▶ **EXTRACT**

Sunday, November 30, 2014

women of Jesus' genealogy: scandalous, broken, & redeemed

     Our church, my beloved CCCOV, began our Advent Preparations this morning. One of our ways of doing that was by giving out Women Advent Devotionals written by some of the women of our church themselves! I was honored to be in the mix. Here is my original contribution:

     I’m in love with the Christmas season. When stores hang up their glittery ribbons and red cups begin to stock in the back room of Starbucks stores around the world, my heart rejoices. I love snow flurries and long walks in them that turns my nose and cheeks a vibrant red. I love celebrating Jesus’ birthday in a hundred different traditions. If I’m not careful, that’s all that Christmas becomes for me.
     Especially during this time of year, you might feel obligated to sugar coat yourself. You might think that Jesus (or your kids, or husband, or friends) need your peppiness more than He (or they) needs your heart. It’s time we’re honest with ourselves, honest with one another, and honest about our sacrifices.
     I struggle with deep loneliness on a daily basis. If I hadn’t chosen to begin to take daily victory over it in 2010, it would have swallowed me whole by now. I am beyond sensitive and emotional. Most days, I measure my worth to be loved in my abundance or lack of inappropriate thoughts or my silly productivity. In the words of Taylor Swift, I could build a castle out of all the bricks they've thrown at me.
     I’m broken. I‘m a sinner. I am not perfect.
      I’m also brave. The moments when I open up and let the church see my true colors - that’s where I find life. Jesus fills my deep void when I healthily commit to Him and then to His church. I’ve read this truth recently that states that we’re on this earth simply to walk one another home. We can’t walk each other home if we’re too busy in our errands that go nowhere for the Kingdom or if we’re too worried about our self-esteem being hurt in the process of vulnerability.

▶ **DATASET EXCERPT**

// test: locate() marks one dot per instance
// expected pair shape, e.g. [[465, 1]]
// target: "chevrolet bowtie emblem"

▶ **REQUESTS**
A. Reproduce the devotional from "I’m broken. I‘m" to "process of vulnerability.".
B. Translate this sentence from the devotional into Spanish: "I love celebrating Jesus’ birthday in a hundred different traditions."

▶ **THE RESPONSES**
A.
I’m broken. I‘m a sinner. I am not perfect.
      I’m also brave. The moments when I open up and let the church see my true colors - that’s where I find life. Jesus fills my deep void when I healthily commit to Him and then to His church. I’ve read this truth recently that states that we’re on this earth simply to walk one another home. We can’t walk each other home if we’re too busy in our errands that go nowhere for the Kingdom or if we’re too worried about our self-esteem being hurt in the process of vulnerability.

B. Me encanta celebrar el cumpleaños de Jesús en cien tradiciones diferentes.